─── Records supplied

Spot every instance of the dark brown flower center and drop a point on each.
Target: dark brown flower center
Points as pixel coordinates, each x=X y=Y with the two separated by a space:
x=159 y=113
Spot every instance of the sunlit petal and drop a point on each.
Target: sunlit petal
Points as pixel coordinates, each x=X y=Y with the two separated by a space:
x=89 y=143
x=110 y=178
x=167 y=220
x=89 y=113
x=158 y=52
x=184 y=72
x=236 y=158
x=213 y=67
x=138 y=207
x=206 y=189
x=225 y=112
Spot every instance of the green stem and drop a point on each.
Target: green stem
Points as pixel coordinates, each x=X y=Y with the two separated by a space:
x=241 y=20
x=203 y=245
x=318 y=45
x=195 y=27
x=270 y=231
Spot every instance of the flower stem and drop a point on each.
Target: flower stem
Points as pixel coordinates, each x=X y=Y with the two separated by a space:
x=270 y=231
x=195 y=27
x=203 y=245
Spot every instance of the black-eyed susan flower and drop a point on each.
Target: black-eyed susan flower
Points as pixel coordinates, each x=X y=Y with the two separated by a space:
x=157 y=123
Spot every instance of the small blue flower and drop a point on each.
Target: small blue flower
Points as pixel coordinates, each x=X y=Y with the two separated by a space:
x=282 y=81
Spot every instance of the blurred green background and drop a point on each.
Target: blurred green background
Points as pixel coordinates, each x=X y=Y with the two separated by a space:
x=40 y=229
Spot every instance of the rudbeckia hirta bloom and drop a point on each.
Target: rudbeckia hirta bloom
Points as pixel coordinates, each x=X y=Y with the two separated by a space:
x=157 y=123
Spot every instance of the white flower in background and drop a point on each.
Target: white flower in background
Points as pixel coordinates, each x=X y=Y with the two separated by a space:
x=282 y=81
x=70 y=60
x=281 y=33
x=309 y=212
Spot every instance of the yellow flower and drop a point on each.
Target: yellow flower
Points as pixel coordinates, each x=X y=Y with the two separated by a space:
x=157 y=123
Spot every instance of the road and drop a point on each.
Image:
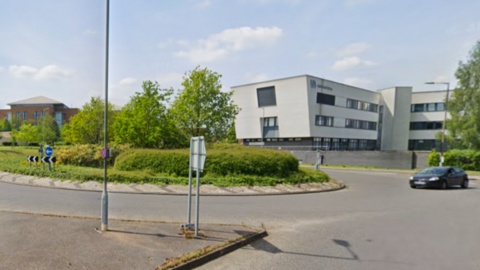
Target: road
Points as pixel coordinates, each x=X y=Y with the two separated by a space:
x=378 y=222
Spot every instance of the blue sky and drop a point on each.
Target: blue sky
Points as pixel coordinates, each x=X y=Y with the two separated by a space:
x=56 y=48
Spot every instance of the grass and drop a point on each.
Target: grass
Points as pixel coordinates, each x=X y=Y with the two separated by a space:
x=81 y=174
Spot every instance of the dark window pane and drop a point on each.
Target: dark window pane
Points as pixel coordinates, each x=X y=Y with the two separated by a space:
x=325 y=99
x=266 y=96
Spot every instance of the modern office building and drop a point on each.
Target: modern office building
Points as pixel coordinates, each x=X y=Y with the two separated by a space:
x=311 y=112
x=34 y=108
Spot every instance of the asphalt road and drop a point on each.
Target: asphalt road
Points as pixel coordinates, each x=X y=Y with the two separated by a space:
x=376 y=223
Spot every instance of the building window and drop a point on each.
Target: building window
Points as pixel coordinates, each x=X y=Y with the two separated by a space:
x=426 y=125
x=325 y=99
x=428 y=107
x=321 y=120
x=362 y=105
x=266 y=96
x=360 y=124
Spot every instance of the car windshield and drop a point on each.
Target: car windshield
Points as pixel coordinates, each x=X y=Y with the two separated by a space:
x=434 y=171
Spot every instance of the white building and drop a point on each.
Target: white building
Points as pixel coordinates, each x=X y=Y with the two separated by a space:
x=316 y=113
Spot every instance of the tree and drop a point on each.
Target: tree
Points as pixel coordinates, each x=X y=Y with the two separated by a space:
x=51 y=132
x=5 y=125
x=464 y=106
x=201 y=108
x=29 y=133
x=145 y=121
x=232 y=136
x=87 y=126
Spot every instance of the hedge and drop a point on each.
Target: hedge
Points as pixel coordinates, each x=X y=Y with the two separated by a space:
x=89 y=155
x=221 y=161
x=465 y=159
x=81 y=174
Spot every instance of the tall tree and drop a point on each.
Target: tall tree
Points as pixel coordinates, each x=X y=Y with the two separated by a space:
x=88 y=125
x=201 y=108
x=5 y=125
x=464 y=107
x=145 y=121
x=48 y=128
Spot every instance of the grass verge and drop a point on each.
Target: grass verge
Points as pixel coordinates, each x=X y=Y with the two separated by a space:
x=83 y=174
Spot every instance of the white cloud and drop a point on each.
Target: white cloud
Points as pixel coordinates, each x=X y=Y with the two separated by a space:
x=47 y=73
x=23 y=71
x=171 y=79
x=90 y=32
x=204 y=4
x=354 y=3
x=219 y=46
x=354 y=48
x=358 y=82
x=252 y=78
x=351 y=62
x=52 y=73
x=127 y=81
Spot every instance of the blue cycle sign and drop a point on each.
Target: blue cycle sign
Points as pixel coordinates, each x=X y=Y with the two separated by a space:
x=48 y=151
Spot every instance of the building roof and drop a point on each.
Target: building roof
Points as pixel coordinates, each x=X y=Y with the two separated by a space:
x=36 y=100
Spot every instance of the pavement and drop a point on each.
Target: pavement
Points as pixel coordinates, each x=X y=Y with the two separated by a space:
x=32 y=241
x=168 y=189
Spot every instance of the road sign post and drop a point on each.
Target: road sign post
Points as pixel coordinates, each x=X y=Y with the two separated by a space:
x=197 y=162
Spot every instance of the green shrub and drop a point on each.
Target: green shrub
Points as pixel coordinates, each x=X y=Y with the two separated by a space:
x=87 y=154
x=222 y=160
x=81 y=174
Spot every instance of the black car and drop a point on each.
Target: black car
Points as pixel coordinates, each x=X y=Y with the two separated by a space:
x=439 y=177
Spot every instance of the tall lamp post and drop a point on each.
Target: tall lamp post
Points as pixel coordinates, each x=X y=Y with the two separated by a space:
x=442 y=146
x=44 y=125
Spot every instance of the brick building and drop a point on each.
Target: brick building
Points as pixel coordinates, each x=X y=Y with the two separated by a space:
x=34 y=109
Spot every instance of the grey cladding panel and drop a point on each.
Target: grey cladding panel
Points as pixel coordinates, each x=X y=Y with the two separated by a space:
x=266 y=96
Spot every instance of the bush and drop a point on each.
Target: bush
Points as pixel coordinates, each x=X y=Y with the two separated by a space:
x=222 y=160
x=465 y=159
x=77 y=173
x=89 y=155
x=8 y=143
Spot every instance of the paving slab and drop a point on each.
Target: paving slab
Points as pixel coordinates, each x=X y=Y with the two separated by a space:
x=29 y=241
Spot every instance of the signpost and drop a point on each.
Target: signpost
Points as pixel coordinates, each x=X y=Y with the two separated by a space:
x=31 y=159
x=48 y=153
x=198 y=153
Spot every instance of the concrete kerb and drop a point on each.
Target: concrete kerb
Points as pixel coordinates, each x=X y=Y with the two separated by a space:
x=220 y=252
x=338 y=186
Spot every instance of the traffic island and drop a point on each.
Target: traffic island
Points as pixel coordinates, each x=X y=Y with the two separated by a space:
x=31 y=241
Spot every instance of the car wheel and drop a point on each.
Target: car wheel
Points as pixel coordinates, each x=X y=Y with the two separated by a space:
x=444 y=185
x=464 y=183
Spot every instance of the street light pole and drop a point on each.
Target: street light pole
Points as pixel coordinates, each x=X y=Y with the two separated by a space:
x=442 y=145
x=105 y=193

──────
─── Records supplied

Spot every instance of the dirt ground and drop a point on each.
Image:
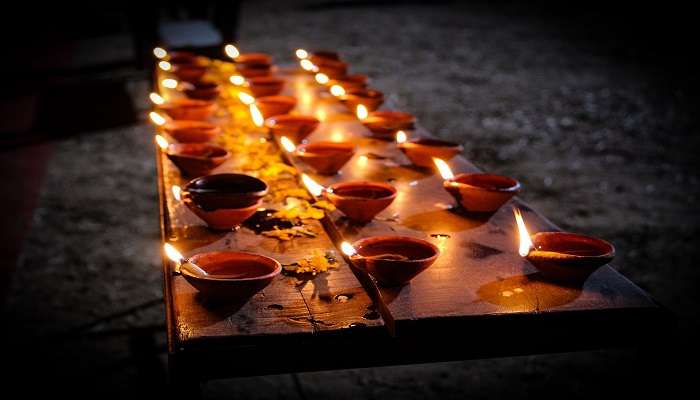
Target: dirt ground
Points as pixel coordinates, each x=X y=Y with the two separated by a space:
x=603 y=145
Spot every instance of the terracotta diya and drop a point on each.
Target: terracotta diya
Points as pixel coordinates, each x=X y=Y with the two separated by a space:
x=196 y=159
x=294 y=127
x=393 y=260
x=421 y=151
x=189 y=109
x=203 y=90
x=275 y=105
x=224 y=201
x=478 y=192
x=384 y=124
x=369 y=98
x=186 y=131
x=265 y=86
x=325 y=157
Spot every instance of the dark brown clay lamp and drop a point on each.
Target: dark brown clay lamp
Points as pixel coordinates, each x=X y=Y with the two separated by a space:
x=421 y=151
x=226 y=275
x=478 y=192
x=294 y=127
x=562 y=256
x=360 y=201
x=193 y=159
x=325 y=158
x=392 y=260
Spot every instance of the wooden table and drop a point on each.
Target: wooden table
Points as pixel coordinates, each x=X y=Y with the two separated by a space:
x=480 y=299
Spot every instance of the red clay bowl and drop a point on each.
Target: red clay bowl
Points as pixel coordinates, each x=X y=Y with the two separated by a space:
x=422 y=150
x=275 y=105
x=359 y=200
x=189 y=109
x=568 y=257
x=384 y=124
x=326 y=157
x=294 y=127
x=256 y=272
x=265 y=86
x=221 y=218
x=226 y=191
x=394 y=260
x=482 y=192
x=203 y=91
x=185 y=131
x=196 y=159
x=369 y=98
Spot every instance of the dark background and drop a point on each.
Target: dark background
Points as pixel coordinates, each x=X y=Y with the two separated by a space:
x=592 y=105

──────
─── Records supplied

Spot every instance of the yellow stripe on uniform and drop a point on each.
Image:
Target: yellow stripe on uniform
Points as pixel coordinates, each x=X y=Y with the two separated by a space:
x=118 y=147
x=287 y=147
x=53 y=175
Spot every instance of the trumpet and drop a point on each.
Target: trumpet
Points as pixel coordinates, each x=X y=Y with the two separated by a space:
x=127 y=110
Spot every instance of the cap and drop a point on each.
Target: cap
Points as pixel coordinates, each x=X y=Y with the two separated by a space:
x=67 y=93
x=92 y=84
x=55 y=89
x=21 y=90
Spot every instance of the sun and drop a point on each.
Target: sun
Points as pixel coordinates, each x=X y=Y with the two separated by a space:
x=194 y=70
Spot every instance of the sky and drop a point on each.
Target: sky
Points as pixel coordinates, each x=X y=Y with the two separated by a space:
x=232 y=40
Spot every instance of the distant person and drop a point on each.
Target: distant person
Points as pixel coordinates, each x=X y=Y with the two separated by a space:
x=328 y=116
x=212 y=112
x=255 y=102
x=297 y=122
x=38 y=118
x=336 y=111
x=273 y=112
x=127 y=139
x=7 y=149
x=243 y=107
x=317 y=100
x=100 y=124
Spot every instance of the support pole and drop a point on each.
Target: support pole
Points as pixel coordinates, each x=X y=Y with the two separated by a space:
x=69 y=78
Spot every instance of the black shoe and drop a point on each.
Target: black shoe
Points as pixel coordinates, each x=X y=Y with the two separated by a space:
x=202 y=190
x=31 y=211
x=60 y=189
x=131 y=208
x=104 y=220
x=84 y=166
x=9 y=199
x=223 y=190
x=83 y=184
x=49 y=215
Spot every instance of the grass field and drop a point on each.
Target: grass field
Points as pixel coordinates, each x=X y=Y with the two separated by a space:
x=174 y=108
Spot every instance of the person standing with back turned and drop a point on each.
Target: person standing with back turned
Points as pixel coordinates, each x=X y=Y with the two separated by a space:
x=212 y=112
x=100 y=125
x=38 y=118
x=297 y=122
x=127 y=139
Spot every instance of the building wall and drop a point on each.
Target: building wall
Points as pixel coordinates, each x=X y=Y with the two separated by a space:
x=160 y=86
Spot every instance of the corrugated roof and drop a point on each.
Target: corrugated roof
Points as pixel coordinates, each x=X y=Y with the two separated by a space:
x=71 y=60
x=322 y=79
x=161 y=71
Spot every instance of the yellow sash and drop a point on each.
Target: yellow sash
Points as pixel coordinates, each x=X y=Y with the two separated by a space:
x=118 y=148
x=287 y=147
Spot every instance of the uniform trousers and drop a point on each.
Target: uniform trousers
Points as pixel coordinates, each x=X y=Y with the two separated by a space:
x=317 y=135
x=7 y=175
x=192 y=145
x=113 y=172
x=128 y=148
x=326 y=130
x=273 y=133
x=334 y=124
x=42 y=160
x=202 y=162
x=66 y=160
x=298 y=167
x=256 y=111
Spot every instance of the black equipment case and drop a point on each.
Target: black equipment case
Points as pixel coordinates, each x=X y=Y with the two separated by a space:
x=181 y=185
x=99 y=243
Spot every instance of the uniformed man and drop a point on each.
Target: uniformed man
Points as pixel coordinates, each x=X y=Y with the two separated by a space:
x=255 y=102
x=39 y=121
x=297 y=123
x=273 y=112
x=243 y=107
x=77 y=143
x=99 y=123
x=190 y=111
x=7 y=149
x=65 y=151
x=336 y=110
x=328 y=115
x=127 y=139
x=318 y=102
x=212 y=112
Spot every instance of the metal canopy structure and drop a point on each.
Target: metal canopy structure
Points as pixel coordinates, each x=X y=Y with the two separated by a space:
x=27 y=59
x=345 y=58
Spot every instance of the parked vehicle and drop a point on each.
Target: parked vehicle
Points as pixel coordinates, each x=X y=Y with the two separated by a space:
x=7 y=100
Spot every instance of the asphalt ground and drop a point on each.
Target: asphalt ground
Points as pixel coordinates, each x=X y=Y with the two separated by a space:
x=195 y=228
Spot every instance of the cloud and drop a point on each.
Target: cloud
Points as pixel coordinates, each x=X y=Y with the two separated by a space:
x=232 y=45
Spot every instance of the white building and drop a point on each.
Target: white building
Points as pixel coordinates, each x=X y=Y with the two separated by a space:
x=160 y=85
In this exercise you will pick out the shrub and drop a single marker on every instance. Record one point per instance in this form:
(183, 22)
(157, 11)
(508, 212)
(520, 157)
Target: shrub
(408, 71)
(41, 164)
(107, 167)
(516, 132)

──────

■ **Problem description**: An exact copy of the lines above, from the one containing "Spot every instance of the dark brown flower" down to the one containing "Target: sunlit petal" and including both, is the whole answer; retype it and nothing else.

■ **Answer space**:
Spot every instance of the dark brown flower center and drop a point on each.
Target: dark brown flower center
Points as pixel coordinates, each x=X y=Y with the two separated by a space:
x=159 y=113
Spot every instance of the sunlit petal and drop a point on each.
Target: sunlit petal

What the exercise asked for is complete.